Problem description — Scanning the entries below, copy every line that contains the word "arched".

Material supplied —
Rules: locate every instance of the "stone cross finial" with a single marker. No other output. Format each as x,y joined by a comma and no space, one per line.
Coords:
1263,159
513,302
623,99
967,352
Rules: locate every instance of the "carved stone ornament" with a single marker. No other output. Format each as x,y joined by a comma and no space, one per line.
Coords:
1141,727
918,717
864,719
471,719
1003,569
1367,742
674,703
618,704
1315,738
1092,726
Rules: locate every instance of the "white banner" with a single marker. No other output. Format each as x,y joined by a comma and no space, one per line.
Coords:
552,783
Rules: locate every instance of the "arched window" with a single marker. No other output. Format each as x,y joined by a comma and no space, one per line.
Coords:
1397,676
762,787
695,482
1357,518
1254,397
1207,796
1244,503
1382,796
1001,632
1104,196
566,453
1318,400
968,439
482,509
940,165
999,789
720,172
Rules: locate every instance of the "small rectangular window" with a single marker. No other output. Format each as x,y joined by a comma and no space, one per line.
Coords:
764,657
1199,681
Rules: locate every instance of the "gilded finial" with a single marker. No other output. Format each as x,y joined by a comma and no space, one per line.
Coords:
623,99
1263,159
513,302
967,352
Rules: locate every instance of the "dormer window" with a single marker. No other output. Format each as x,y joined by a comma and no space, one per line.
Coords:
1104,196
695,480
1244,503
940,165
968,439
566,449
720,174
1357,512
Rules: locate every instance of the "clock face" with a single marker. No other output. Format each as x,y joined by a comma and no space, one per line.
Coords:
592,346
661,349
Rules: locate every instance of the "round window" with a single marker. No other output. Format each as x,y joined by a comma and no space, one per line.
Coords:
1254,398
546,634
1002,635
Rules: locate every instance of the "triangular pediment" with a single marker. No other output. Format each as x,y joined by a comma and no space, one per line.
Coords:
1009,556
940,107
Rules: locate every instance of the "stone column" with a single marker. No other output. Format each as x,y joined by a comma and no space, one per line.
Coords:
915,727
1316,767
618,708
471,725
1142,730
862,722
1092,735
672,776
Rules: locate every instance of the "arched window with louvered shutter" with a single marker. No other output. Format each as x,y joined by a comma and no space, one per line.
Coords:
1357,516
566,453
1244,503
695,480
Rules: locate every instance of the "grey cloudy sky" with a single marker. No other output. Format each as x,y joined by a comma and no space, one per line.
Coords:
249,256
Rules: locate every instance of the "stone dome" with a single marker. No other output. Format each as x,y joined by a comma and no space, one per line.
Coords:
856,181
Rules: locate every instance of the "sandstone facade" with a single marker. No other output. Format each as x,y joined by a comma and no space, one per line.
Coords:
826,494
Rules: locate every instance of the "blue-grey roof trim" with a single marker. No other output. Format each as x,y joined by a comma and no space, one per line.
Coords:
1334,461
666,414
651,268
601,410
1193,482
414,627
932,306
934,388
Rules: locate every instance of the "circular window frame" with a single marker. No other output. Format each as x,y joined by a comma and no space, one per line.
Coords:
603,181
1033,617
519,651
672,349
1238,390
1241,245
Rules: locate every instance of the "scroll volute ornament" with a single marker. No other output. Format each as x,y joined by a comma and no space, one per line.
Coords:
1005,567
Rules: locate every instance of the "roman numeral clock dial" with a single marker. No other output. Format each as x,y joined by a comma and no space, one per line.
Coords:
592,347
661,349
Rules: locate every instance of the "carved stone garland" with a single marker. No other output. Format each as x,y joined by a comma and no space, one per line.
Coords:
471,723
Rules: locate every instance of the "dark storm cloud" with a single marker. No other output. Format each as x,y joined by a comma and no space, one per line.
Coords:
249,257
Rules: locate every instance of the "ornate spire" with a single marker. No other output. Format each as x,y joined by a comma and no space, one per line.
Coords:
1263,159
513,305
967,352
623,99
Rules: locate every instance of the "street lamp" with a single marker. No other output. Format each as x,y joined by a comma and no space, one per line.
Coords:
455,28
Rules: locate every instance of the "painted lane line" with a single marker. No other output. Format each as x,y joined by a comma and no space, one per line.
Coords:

Task solution —
Rules: locate every instance of the "arched window" with a single marker. No other output. Format each as x,y joined by a comma and no space, one per line.
Rules: locate every instance of the "arched window with louvered shutter" with a single marker. No other output. Format each as x,y joined by a comma and no space, one per line.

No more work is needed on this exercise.